#### Parts of the exercise:
1. List every new percentage column that the code in the Covid-19 cases, cures and deaths text adds to data.
2. Continue the Covid-19 cases, cures and deaths text from the point where it stops.

#### Text shown:
========
Above, is perhaps the scariest graph in my analysis and the one that is the largest cause for concern. These are the numbers that we are fighting to reduce. As we have heard from multiple sources online, these numbers mainly represent the old and those with pre-existing medical conditions fighting for their lives against this terrible virus.

## Visualizing Active Cases, Cured and Deaths

Each country has been dealing with the pandemic differently, with some showing more timely response than others. There is not better way to quantify and compare how well a country has been handling the virus than by looking at the total number of confirmed cases and split it up in terms of:

- **Currently Active** : Patients who are currently diagnosed with Covid-19 and are undergoing treatment
- **Cured** : The number of people who contracted the virus ayt some point but were eventually cured 
- **Deaths** : Perhaps the most critical metric of all, the number of lives that have been lost due to the virus

To keep all measurements on the same scale, we divide the values by the total populations of the respective countries

In [None]:
title = get_multi_line_title("Percentage Statistics", "Active, Recovered and Deaths in terms of percentage of population")

data = summary.reset_index().dropna(subset=['active_cases', 'total_recovered', 'total_deaths','population'])
data['active_percent'] = data['active_cases']/data['population'] * 100
data['recovered_percent'] = data['total_recovered']/data['population'] * 100
data['deaths_percent'] = data['total_deaths']/data['population'] * 100
data['confirmed_percent'] = data['total_confirmed']/data['population'] * 100
data = data.sort_values('confirmed_percent', ascending=False).drop_duplicates(subset=['country'])

fig = go.Figure(data=[
                go.Bar(
                    name="Deaths",
                    x=data['country'], 
                    y=data['deaths_percent'],
                    marker_color='crimson',
                    marker=dict(line=dict(
                                  width=0.1,
                                  color='red'
                                )
                            )
                ),
                go.Bar(
                    name="Active",
                    x=data['country'], 
                    y=data['active_percent'],
                    marker_color='royalblue',
                    marker=dict(
                              line=dict(
                                  width=0.1,
                                  color='blue'
                              )
========
#### Provided data:
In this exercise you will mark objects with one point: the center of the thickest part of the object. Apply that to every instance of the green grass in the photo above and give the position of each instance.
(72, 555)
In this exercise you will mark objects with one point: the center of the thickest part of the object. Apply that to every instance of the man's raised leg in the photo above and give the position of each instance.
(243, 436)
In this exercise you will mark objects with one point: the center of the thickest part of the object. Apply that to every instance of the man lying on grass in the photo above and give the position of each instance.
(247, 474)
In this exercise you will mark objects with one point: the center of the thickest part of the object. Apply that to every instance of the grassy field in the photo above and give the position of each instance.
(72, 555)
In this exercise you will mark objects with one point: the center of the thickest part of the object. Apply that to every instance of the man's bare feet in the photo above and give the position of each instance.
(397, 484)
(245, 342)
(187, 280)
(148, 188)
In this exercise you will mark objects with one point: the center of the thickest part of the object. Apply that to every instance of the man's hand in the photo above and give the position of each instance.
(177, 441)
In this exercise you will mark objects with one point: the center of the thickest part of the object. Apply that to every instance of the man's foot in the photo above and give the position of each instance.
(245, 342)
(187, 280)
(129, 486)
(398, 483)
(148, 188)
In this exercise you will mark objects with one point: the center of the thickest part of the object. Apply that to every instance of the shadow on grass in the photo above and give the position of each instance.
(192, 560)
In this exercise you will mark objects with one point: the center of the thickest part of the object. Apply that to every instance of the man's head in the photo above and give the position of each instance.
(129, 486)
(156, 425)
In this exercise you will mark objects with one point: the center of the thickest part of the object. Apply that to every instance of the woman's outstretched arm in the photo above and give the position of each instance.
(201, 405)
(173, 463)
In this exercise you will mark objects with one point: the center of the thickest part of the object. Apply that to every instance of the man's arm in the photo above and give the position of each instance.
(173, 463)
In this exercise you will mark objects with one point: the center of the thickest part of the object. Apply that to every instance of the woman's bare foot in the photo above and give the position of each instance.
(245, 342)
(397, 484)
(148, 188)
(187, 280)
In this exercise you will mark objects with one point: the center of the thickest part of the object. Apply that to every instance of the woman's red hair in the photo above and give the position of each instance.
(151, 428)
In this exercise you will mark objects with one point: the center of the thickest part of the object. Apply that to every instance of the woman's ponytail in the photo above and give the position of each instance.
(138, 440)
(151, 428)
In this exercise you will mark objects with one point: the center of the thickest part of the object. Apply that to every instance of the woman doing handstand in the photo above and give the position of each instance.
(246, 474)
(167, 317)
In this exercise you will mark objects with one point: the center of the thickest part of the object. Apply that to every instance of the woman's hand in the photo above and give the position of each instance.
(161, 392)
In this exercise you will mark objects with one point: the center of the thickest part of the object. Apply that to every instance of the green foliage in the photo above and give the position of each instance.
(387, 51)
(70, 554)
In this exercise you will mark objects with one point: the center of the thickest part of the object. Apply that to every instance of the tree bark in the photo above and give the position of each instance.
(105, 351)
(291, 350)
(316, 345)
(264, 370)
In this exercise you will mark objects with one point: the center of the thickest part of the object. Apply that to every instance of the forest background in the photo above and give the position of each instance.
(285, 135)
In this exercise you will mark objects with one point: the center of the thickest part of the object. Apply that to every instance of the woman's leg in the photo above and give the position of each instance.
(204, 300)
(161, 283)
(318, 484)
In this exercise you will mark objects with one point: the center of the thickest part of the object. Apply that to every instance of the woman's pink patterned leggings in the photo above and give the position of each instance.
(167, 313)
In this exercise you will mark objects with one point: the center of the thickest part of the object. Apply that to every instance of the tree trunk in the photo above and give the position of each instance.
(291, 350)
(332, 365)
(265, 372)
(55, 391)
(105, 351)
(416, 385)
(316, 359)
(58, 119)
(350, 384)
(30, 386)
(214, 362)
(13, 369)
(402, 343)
========
#### Answers given:
1. active_percent, recovered_percent, deaths_percent, confirmed_percent

2.
                        )
                ),
                go.Bar(
                    name="Recovered",
                    x=data['country'], 
                    y=data['recovered_percent'],
                    marker_color='lightseagreen',
                    marker=dict(
                              line=dict(
                                  width=0.1,
                                  color='green'
                              )
                        )
                )

            ])

fig.update_layout(
        title=title,
        xaxis_title="Country",
        yaxis_title="Percentages(%)",
        plot_bgcolor='rgba(0,0,0,0)',
        hovermode="x",
        barmode='stack'
    )


Let us now look at the same data as above but from a slightly different persepctive. 

In [None]:
# choropleth maps for easier visualization
title = get_multi_line_title("Total Confirmed Cases", "Active, Recovered and Deaths in terms of total counts")

fig = ex.choropleth(data, locations="country", 
                    locationmode='country names',
                    color="total_confirmed", 
                    hover_name="country", 
                    hover_data=['total_deaths', 'active_cases', 'total_recovered'],
                    title='Global Vaccinations over time',
                    color_continuous_scale="Sunset"
                   )

fig.update_layout(title=title, 
#                   coloraxis_showscale=False, 
                  title_x=0.5)
fig.show()

## Vaccine Preference by Country

Different countries are using different vaccines to fight against covid-19. Let us try to visualize this using the data we prepared earlier.

In [None]:
# plot popular vaccines around the world
title = get_multi_line_title("Popular Vaccines", "Vaccines being admisitered around the world")
data = summary.reset_index().dropna(subset=['vaccines'])
fig = ex.choropleth(data, locations="country", 
                    locationmode='country names',
                    color="vaccines", 
                    hover_name="country", 
                   )


fig.update_layout(title=title, 
                  title_x=0.5,
    legend_orientation = 'h'
)
fig.show()

## Confirmed Cases by Continent 

Let's take a look at the total cases by continent and see which ones have been hit the worst. 

In [None]:
title = get_multi_line_title("Covid-19 Continents", "Visualizing the total number of confirmed cases by Continent")

continent_confirmed = summary_df.groupby(['continent'])['total_confirmed'].sum()
continent_active = summary_df.groupby(['continent'])['active_cases'].sum()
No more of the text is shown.